(Entries from a point annotation set)
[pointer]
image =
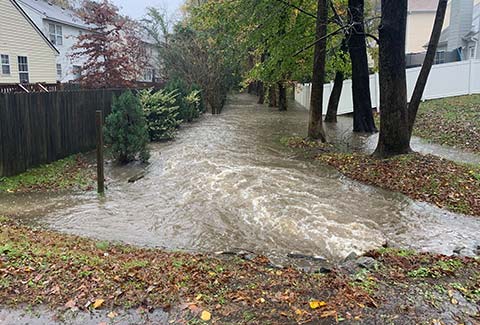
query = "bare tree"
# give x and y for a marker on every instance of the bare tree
(315, 126)
(394, 136)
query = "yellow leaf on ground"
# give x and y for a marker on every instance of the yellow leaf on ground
(98, 303)
(206, 316)
(112, 315)
(314, 304)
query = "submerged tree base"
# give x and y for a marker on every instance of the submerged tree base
(448, 185)
(67, 273)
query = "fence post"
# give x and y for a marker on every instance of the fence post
(377, 91)
(100, 163)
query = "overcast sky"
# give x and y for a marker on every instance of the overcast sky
(136, 8)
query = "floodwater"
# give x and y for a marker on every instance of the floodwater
(227, 183)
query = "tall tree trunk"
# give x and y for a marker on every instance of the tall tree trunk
(282, 97)
(427, 64)
(261, 93)
(250, 88)
(272, 96)
(332, 110)
(362, 104)
(315, 126)
(394, 129)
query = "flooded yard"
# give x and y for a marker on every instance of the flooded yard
(228, 183)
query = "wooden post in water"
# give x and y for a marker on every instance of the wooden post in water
(100, 163)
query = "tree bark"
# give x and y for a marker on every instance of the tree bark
(315, 126)
(272, 96)
(427, 64)
(362, 105)
(282, 97)
(334, 100)
(394, 136)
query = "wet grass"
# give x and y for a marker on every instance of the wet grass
(446, 184)
(451, 121)
(454, 122)
(65, 174)
(68, 273)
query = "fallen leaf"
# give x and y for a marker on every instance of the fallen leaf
(331, 313)
(314, 304)
(70, 304)
(98, 303)
(206, 316)
(112, 315)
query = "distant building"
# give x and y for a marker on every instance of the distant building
(420, 20)
(461, 32)
(62, 27)
(27, 56)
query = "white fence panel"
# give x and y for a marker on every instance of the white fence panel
(445, 80)
(475, 78)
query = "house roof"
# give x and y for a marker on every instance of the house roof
(24, 14)
(55, 13)
(422, 5)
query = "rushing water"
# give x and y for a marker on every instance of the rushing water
(226, 182)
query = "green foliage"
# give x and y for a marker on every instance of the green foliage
(188, 100)
(162, 113)
(126, 129)
(63, 174)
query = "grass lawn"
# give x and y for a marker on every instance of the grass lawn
(66, 174)
(449, 185)
(68, 273)
(451, 121)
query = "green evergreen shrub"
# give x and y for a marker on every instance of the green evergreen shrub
(188, 110)
(163, 117)
(126, 129)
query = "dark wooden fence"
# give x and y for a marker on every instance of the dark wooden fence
(38, 128)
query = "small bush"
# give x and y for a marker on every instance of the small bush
(189, 100)
(161, 112)
(126, 130)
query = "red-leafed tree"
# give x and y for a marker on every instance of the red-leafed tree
(113, 52)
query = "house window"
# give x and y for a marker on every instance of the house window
(440, 57)
(5, 64)
(23, 69)
(148, 75)
(59, 71)
(77, 71)
(471, 53)
(56, 34)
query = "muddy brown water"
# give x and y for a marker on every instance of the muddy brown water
(227, 183)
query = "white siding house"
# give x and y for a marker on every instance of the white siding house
(61, 26)
(462, 30)
(27, 56)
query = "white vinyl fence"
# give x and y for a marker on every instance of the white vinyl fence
(445, 80)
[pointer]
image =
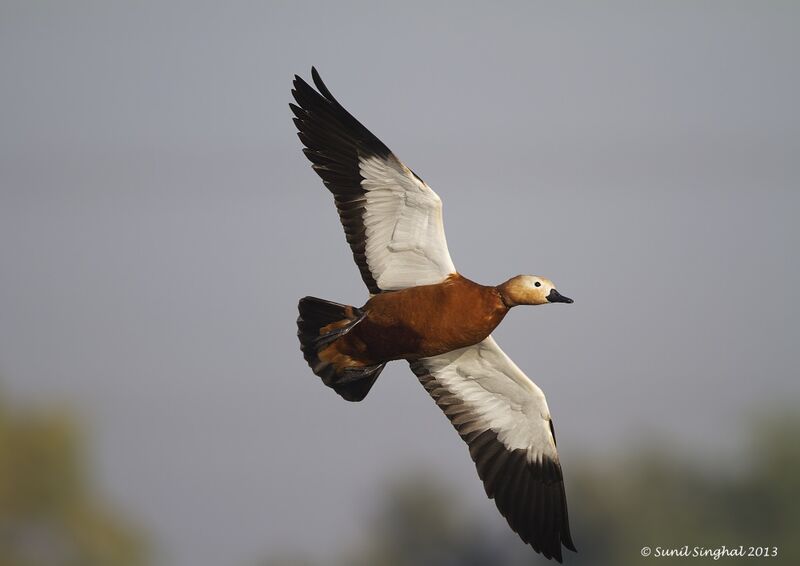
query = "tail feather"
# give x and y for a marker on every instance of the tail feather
(352, 383)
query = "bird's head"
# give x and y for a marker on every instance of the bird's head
(530, 290)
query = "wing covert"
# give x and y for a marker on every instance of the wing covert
(391, 218)
(503, 417)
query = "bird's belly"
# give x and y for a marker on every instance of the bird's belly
(416, 334)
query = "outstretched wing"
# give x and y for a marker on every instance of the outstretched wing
(392, 219)
(503, 417)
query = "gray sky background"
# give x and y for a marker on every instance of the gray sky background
(158, 223)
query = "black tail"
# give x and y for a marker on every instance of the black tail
(352, 383)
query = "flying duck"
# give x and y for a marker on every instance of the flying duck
(422, 310)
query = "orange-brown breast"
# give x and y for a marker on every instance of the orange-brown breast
(424, 321)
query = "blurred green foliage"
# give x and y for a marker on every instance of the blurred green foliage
(655, 496)
(49, 516)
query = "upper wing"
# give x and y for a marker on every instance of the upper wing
(392, 219)
(503, 417)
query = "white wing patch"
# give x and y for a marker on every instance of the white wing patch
(405, 241)
(497, 396)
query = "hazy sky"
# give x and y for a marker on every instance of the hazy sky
(158, 223)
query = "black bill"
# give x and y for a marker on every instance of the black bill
(556, 297)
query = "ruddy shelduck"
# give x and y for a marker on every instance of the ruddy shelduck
(422, 310)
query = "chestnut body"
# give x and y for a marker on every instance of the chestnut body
(418, 322)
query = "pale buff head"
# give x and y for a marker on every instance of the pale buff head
(530, 290)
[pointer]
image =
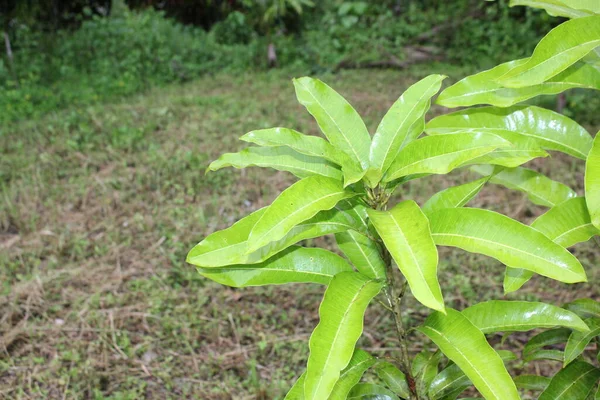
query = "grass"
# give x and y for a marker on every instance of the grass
(99, 206)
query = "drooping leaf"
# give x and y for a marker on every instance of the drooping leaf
(440, 154)
(578, 341)
(362, 252)
(301, 201)
(309, 145)
(455, 196)
(553, 131)
(540, 189)
(403, 122)
(280, 158)
(559, 49)
(592, 182)
(576, 381)
(341, 323)
(405, 232)
(519, 316)
(482, 89)
(295, 264)
(337, 119)
(509, 241)
(464, 344)
(393, 378)
(360, 362)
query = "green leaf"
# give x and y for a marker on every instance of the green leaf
(309, 145)
(360, 362)
(464, 344)
(576, 381)
(455, 196)
(562, 8)
(559, 49)
(362, 252)
(540, 189)
(341, 323)
(405, 232)
(532, 382)
(481, 88)
(592, 182)
(294, 205)
(393, 378)
(551, 130)
(578, 341)
(509, 241)
(403, 122)
(520, 316)
(280, 158)
(337, 119)
(295, 264)
(440, 154)
(371, 391)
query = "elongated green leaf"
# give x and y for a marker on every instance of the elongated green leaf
(341, 323)
(403, 122)
(405, 232)
(294, 205)
(519, 316)
(362, 252)
(578, 341)
(464, 344)
(482, 89)
(309, 145)
(440, 154)
(592, 182)
(551, 130)
(559, 49)
(295, 264)
(532, 382)
(455, 196)
(509, 241)
(360, 362)
(540, 189)
(562, 8)
(576, 381)
(371, 391)
(337, 119)
(227, 247)
(280, 158)
(393, 378)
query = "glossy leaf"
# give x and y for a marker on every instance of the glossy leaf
(341, 323)
(455, 196)
(309, 145)
(578, 341)
(592, 182)
(576, 381)
(294, 205)
(540, 189)
(280, 158)
(362, 252)
(360, 362)
(482, 89)
(551, 130)
(440, 154)
(337, 119)
(509, 241)
(464, 344)
(296, 264)
(519, 316)
(405, 232)
(403, 122)
(559, 49)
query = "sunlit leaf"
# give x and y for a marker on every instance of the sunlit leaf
(341, 323)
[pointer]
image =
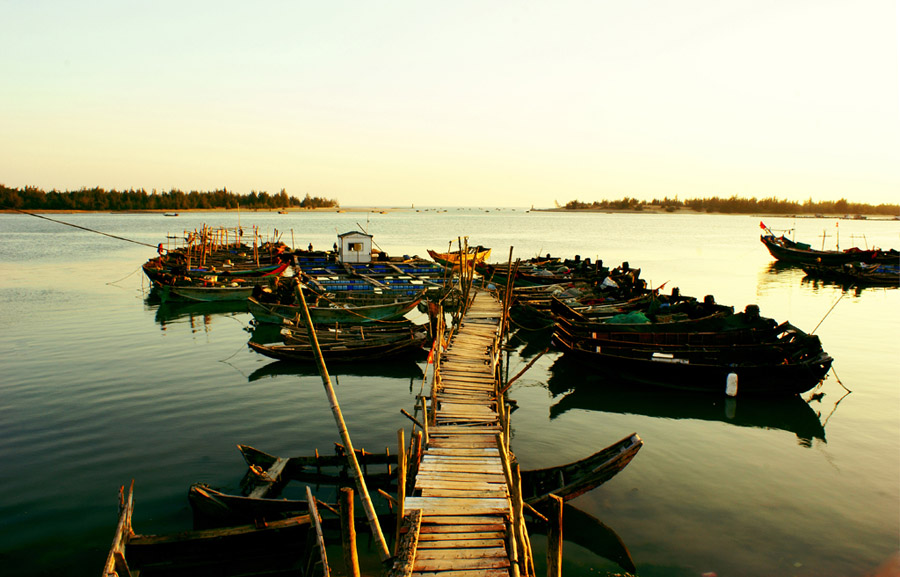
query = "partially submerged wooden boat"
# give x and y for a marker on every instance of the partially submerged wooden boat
(787, 250)
(273, 547)
(267, 474)
(574, 479)
(200, 292)
(345, 350)
(452, 259)
(857, 273)
(330, 309)
(766, 370)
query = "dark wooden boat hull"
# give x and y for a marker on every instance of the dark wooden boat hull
(352, 314)
(769, 378)
(789, 251)
(566, 481)
(574, 479)
(340, 352)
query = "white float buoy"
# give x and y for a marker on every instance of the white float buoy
(731, 384)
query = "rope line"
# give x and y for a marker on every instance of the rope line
(84, 228)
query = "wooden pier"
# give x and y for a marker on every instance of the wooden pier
(464, 516)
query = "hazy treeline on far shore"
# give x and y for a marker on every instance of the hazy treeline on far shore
(32, 198)
(735, 205)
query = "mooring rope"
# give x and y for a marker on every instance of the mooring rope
(84, 228)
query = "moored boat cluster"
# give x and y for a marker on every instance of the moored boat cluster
(358, 303)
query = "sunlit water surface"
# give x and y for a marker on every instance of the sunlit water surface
(99, 386)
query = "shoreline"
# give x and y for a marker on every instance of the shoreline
(390, 209)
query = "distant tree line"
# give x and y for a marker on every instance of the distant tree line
(735, 205)
(32, 198)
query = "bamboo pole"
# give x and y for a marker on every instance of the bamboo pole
(348, 532)
(513, 545)
(523, 530)
(320, 539)
(366, 500)
(554, 537)
(424, 418)
(401, 484)
(522, 372)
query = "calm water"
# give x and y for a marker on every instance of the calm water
(98, 387)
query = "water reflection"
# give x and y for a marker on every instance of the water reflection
(589, 532)
(780, 274)
(790, 413)
(393, 368)
(198, 314)
(818, 283)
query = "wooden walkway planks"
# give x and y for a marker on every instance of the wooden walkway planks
(460, 487)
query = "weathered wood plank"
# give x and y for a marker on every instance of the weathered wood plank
(475, 573)
(450, 564)
(460, 554)
(457, 507)
(437, 483)
(459, 543)
(449, 531)
(462, 467)
(475, 535)
(499, 493)
(460, 459)
(475, 452)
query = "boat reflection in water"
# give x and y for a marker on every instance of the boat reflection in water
(199, 314)
(788, 413)
(393, 368)
(589, 532)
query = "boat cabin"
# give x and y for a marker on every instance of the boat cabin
(355, 247)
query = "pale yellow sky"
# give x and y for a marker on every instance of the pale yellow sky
(455, 103)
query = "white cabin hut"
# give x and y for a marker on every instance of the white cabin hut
(355, 247)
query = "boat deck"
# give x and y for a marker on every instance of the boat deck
(461, 489)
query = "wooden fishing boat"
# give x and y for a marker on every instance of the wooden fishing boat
(332, 308)
(786, 250)
(574, 479)
(373, 332)
(604, 394)
(763, 372)
(211, 292)
(682, 317)
(731, 335)
(451, 259)
(274, 547)
(267, 474)
(857, 273)
(343, 351)
(157, 269)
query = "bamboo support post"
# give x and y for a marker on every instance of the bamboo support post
(522, 372)
(401, 484)
(528, 552)
(554, 537)
(424, 418)
(314, 513)
(406, 549)
(348, 532)
(514, 547)
(366, 500)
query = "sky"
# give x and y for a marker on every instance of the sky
(457, 103)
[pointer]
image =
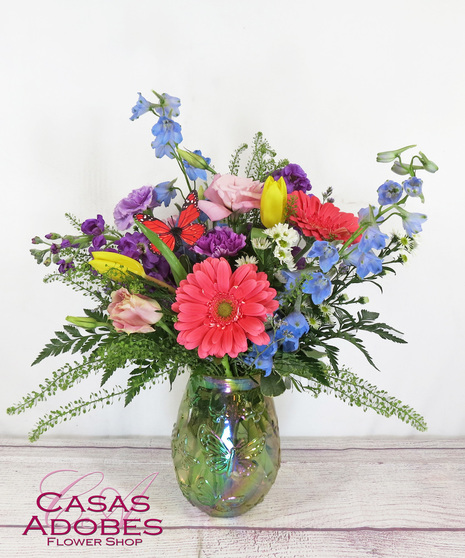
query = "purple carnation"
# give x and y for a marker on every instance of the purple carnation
(294, 177)
(94, 227)
(138, 200)
(220, 241)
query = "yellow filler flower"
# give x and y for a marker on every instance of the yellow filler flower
(117, 267)
(273, 202)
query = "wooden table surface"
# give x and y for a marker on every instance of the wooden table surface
(333, 498)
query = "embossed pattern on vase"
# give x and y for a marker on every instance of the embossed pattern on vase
(225, 445)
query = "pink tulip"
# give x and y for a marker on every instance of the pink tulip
(133, 313)
(230, 194)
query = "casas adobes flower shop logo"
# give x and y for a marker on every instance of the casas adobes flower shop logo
(73, 512)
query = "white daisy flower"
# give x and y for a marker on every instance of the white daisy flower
(245, 260)
(261, 243)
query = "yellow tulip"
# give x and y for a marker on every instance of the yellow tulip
(115, 266)
(273, 202)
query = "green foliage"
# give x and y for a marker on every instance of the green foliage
(261, 162)
(356, 391)
(73, 340)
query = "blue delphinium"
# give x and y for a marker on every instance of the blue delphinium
(365, 262)
(195, 173)
(412, 222)
(261, 356)
(372, 239)
(141, 107)
(169, 105)
(165, 192)
(413, 187)
(389, 192)
(326, 252)
(318, 286)
(167, 134)
(291, 278)
(369, 215)
(291, 330)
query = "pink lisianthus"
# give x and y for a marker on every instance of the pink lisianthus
(218, 310)
(133, 313)
(230, 194)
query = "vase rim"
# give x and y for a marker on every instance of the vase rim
(226, 384)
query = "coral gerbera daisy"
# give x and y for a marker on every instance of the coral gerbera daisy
(218, 310)
(324, 221)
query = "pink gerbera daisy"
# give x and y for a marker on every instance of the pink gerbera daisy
(324, 221)
(218, 310)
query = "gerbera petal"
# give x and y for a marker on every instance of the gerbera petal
(206, 346)
(227, 340)
(243, 272)
(251, 325)
(223, 276)
(204, 281)
(253, 309)
(239, 338)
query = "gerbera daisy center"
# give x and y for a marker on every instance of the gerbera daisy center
(224, 309)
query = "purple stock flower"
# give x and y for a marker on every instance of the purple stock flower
(138, 200)
(220, 241)
(294, 177)
(93, 227)
(136, 246)
(64, 266)
(98, 242)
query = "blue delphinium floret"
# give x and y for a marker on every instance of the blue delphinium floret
(365, 262)
(326, 252)
(372, 239)
(291, 330)
(165, 192)
(389, 192)
(141, 107)
(167, 134)
(168, 106)
(261, 356)
(318, 286)
(413, 187)
(412, 222)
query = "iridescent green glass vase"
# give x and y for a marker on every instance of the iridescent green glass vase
(225, 444)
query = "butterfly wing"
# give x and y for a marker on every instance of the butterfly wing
(219, 457)
(160, 228)
(192, 233)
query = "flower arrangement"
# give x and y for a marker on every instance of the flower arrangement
(251, 275)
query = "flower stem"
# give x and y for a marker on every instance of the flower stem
(162, 324)
(225, 363)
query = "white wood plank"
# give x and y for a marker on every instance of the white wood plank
(380, 488)
(313, 443)
(228, 543)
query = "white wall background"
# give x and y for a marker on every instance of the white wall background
(329, 83)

Problem to work on: Pull out every line in the items that contains the string "planks".

Task response:
query = "wooden walkway planks"
# give x and y for a marker on every instance of the wooden walkway planks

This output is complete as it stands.